必要な作業: 下の記録のうち、「of the older」を含む行から「<point>273,833</point>」を含む行までを、両端の行も含めて一字も変えずに書き出してください。
==== 入力資料 ====
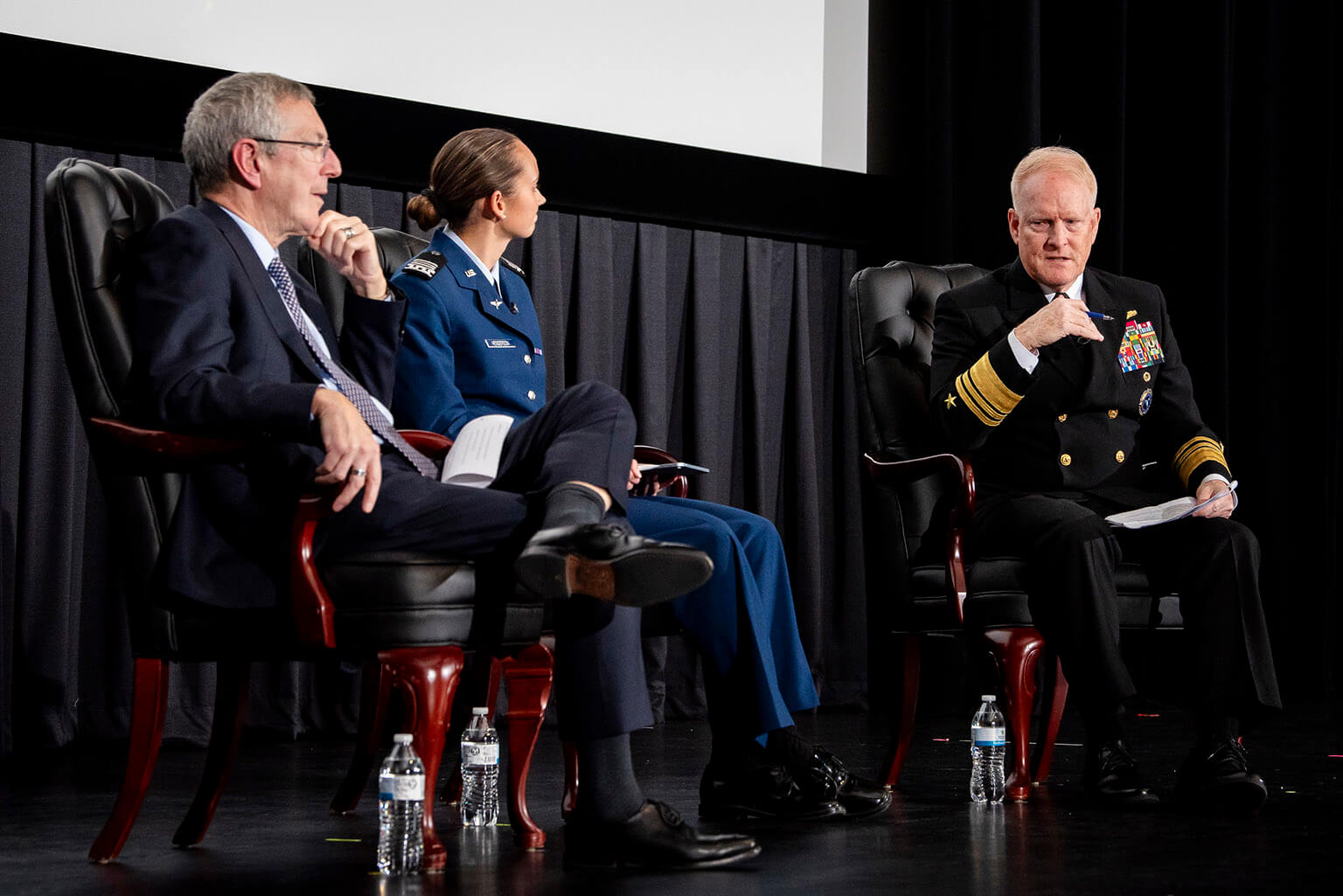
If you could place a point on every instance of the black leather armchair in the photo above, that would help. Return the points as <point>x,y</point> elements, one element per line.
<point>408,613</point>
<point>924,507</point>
====
==== 入力資料 ====
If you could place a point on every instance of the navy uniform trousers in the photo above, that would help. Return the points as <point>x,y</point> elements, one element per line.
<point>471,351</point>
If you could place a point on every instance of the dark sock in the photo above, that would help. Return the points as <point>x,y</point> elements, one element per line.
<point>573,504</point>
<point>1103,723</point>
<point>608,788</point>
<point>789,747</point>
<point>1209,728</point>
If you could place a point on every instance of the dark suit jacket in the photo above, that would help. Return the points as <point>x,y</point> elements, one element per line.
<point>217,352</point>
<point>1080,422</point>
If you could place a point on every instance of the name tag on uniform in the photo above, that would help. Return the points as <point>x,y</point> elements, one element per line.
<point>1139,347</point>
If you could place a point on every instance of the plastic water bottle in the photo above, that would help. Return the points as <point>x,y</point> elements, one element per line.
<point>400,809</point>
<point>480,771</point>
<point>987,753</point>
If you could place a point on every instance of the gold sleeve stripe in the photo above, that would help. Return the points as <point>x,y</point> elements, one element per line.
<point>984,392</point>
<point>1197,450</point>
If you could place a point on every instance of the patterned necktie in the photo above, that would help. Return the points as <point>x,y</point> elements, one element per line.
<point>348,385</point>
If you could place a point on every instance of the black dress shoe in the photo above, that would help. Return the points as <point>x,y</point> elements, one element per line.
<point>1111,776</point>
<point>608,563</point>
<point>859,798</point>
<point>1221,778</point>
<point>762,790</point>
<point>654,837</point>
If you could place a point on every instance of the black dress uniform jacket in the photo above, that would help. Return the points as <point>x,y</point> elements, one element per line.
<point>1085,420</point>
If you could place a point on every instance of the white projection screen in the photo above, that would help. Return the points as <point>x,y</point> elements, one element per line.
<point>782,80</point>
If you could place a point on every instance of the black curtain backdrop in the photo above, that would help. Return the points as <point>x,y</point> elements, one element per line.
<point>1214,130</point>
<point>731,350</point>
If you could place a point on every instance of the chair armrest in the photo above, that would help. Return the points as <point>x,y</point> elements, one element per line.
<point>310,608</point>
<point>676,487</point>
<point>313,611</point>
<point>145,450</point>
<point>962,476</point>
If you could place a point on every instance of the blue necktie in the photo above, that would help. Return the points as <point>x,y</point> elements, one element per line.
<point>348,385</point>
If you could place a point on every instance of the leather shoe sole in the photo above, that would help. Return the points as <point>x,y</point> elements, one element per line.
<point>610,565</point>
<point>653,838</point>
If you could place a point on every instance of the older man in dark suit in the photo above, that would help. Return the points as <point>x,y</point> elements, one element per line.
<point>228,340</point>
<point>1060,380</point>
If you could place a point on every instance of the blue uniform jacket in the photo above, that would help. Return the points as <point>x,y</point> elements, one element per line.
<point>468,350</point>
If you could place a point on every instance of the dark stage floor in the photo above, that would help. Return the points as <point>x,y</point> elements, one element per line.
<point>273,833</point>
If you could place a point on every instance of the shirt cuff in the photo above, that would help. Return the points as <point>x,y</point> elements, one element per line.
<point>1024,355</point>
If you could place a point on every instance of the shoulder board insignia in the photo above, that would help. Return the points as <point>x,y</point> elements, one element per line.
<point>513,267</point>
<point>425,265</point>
====
完全な回答:
If you could place a point on every instance of the older man in dark suit in the photo above, that would help. Return the points as <point>x,y</point> elements, one element per line.
<point>228,340</point>
<point>1060,380</point>
If you could place a point on every instance of the blue uniform jacket in the photo above, that would help. Return the points as <point>x,y</point> elements, one element per line.
<point>468,350</point>
If you could place a point on every instance of the dark stage floor in the photo above, that would help. Return the points as <point>x,y</point> elements, one element per line.
<point>273,833</point>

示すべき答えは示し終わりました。